En la
arquidiócesis de Boston ha florecido un escándalo al que Newsweek le
dedicó la portada de su más reciente edición y que puede resumirse en algunos
números: en las últimas cuatro décadas, entre 60 y 70 curas fueron acusados por
abuso sexual de menores; uno de ellos, John J. Geoghan, actualmente separado
del ministerio y sentenciado en primera instancia a diez años de prisión, es
sospechoso de haber agredido sexualmente a 130 niños; la Iglesia católica de
Estados Unidos ha gastado, en los últimos veinte años, entre 300 y 800 millones
de dólares en arreglos bajo la mesa --es decir, antes de que las cosas lleguen
a los tribunales-- como compensación a las víctimas de sus curas violadores; la
arquidiócesis de Boston, presidida por el cardenal Bernard Law, miembro
destacado de la jerarquía eclesiástica estadunidense y encubridor de religiosos
pederastas, enfrenta demandas por 30 millones de dólares por parte de las
víctimas de abusos sexuales que se atrevieron a denunciarlos.

============

### [Instrucciones]
[1] ¿Concuerdan con el texto sobre el escándalo de Boston estas afirmaciones? Responde sí o no a cada una y cita exactamente las palabras del texto que lo deciden: (a) John J. Geoghan fue sentenciado en primera instancia a diez años de prisión. (b) La arquidiócesis de Boston enfrenta demandas por 300 millones de dólares. (c) Newsweek dedicó la portada de su más reciente edición al escándalo.
[2] ¿Cómo resumirías en dos oraciones el texto sobre el escándalo de Boston?
[3] Prosigue el texto sobre el escándalo de Boston a partir de su última oración.

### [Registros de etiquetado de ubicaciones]
============

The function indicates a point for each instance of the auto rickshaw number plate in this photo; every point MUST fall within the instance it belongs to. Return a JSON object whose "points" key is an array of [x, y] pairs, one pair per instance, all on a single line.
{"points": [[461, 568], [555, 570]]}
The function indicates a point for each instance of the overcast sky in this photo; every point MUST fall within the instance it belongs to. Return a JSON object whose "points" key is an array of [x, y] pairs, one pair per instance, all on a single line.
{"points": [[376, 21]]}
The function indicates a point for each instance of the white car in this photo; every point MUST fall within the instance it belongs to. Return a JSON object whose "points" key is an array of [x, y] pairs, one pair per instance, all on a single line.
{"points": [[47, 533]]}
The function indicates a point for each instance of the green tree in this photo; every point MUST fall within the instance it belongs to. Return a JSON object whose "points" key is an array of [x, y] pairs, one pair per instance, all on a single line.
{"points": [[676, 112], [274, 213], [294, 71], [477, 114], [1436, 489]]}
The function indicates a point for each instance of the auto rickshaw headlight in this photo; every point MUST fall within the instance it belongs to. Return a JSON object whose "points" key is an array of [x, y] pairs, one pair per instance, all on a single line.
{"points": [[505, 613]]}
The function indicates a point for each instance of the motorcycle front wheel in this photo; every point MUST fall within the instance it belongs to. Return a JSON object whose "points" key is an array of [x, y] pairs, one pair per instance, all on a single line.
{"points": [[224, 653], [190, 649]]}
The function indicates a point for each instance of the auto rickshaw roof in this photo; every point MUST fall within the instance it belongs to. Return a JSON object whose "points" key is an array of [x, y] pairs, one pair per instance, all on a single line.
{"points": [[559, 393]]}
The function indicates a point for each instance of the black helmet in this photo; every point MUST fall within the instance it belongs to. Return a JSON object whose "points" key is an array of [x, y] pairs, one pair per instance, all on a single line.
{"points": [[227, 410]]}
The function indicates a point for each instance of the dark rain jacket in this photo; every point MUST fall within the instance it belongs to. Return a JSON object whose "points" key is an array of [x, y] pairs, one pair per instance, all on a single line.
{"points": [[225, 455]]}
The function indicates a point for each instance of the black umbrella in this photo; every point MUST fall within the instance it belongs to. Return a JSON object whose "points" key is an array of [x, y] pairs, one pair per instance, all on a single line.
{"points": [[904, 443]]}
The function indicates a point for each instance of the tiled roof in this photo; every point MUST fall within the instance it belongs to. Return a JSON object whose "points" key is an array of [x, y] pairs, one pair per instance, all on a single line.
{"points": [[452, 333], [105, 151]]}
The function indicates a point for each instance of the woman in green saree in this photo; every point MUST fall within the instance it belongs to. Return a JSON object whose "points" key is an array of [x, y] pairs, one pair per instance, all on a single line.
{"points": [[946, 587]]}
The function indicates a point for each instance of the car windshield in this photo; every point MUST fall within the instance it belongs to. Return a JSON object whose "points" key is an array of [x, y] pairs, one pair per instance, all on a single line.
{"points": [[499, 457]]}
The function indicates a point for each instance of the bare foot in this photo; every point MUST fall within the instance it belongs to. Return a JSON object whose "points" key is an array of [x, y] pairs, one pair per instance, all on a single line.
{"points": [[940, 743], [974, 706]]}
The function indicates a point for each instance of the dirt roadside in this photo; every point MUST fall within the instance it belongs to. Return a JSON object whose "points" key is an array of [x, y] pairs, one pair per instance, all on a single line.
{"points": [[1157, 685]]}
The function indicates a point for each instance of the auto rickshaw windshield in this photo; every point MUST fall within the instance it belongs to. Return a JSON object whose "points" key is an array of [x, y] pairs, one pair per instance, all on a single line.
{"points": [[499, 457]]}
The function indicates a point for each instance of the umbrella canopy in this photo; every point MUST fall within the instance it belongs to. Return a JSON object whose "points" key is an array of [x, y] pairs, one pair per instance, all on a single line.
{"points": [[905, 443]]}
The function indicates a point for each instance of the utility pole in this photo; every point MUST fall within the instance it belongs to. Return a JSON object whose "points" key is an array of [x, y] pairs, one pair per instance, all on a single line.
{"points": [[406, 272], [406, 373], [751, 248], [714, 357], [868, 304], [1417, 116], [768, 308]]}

============

### [Respuestas por tarea]
[1]
(a) Sí: "sentenciado en primera instancia a diez años de prisión".
(b) No: "enfrenta demandas por 30 millones de dólares".
(c) Sí: "Newsweek le dedicó la portada de su más reciente edición".

[2] En la arquidiócesis de Boston ha estallado un escándalo al que Newsweek dedicó su portada: en cuatro décadas, entre 60 y 70 curas fueron acusados de abuso sexual de menores, y uno de ellos, John J. Geoghan, es sospechoso de haber agredido a 130 niños. La Iglesia católica de Estados Unidos ha gastado entre 300 y 800 millones de dólares en arreglos extrajudiciales con las víctimas, y la arquidiócesis, presidida por el cardenal Bernard Law, enfrenta demandas por 30 millones de dólares.

[3]
Todo
mundo --menos el consistorio romano, compuesto por almas puras, agraciadas por
la virtud de la inocencia-- ha sabido siempre que al interior de los
seminarios, los conventos, las sacristías y los palacios arzobispales se
desarrolla una vida sexual intensa, no menos diversa que la de los laicos --de
todo hay en la viña del Señor-- y acaso también un poco más perversa, entendida
la perversidad como el conjunto de prácticas que causan agravios físicos y/o
emocionales a uno o más de los participantes. Tal vez por la condición
reprimida, secreta y pecaminosa de la sexualidad entre los religiosos, ésta
suele permanecer al margen de, o contravenir, la ética sexual que ha venido
construyéndose en la modernidad, y que tiene como principios rectores el
carácter voluntario y aceptado de las relaciones, el respeto a los deseos y
reticencias ajenos, así como la preservación de la integridad de las personas.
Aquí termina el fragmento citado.